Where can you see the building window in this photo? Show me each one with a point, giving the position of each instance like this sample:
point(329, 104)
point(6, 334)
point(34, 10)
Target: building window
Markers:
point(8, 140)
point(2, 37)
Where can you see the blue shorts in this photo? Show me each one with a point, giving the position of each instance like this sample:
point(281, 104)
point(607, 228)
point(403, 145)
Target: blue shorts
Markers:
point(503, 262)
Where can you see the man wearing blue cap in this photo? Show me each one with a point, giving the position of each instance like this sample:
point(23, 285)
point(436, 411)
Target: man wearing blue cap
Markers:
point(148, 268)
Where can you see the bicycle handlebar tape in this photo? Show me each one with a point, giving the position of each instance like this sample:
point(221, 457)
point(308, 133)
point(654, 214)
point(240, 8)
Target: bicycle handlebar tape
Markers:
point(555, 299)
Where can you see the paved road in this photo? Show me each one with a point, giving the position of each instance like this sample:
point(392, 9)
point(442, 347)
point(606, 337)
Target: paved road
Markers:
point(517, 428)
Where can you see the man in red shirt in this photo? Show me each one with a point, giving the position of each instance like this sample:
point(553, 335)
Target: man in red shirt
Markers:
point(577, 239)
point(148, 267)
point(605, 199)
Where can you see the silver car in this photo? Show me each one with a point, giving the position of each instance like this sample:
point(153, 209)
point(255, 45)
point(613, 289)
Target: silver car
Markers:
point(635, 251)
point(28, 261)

◆ **Short problem**
Type out the entries again, word for word.

◆ **Task answer**
Where can you see the building window in this photo? Show me each one with a point, giving the position of each instance like this sample:
point(329, 104)
point(6, 334)
point(34, 10)
Target: building window
Markers:
point(8, 140)
point(2, 37)
Where can you see the blue shorts in this photo? Show me each one with a point, giving the position of each instance like this sample:
point(281, 104)
point(607, 228)
point(403, 145)
Target: blue shorts
Markers:
point(503, 262)
Where can you see the man wearing blue cap in this photo? Show me each one with a point, giving the position of each instance like this sample:
point(23, 285)
point(436, 411)
Target: man wearing blue cap
Markers:
point(148, 268)
Where can you see the bicycle handlebar tape in this photo? Show me each one with a point, giving the position of each instance like this sample:
point(221, 457)
point(308, 133)
point(654, 214)
point(240, 8)
Target: bicycle handlebar tape
Markers:
point(555, 299)
Where can you see the paved road in this photo? Show me each one with a point, giving the position of each instance like this sample:
point(392, 9)
point(442, 347)
point(606, 337)
Target: paved road
Markers:
point(517, 428)
Where can you see the man in red shirt in this photo? Show me each one with a point, giving the position of each instance like this sample:
point(553, 335)
Target: man in red shirt
Markers:
point(577, 239)
point(148, 267)
point(605, 199)
Where can you see the silver car in this photo? Show me each one with a point, giving the position of each instance like this sample:
point(153, 209)
point(255, 45)
point(613, 289)
Target: silver car
Markers:
point(635, 251)
point(28, 261)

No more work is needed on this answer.